▶ Task prompt: Write out the lines from the one containing "One pin per instance of the tie" through the one containing "<point>454,320</point>", replacing "tie knot" with "necktie knot" and changing nothing else. Return only those lines.

▶ Listed entries:
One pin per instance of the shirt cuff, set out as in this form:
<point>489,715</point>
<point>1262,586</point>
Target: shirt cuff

==

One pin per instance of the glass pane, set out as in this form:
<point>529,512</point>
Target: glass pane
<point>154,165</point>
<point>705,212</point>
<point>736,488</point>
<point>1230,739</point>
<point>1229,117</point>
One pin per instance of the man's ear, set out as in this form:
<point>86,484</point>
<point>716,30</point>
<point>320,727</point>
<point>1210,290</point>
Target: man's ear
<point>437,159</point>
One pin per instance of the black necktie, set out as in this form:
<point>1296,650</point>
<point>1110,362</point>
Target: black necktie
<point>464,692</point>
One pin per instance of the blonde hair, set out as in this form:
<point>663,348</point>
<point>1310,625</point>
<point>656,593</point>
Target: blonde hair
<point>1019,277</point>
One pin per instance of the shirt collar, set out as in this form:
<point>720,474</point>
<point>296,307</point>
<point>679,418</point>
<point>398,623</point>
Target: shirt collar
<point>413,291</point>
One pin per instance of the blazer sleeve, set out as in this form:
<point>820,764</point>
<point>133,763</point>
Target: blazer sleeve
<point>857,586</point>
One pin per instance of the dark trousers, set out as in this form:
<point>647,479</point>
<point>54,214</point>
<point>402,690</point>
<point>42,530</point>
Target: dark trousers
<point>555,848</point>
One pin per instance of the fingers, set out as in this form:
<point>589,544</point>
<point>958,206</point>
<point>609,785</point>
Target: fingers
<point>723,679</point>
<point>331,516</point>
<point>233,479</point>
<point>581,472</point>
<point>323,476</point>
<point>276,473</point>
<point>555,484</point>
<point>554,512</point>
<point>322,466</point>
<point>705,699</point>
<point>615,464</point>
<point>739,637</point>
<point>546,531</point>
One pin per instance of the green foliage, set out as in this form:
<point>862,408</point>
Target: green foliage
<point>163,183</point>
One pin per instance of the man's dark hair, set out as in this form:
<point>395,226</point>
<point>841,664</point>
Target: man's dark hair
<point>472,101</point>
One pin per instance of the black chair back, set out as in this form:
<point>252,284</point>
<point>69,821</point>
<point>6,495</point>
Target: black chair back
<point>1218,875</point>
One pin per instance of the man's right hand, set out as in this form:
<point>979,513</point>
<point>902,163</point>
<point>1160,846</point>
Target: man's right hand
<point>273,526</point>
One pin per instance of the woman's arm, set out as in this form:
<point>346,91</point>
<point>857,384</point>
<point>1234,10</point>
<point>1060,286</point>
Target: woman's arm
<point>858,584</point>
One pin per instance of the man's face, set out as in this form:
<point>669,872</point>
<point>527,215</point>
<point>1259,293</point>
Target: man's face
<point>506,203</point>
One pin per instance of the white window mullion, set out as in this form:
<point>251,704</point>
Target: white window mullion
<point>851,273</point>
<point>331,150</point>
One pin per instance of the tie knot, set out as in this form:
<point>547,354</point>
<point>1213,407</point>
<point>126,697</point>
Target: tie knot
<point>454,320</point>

▶ The completed task:
One pin per instance of the necktie knot, set out as in this form:
<point>547,354</point>
<point>1213,407</point>
<point>126,697</point>
Target: necktie knot
<point>454,320</point>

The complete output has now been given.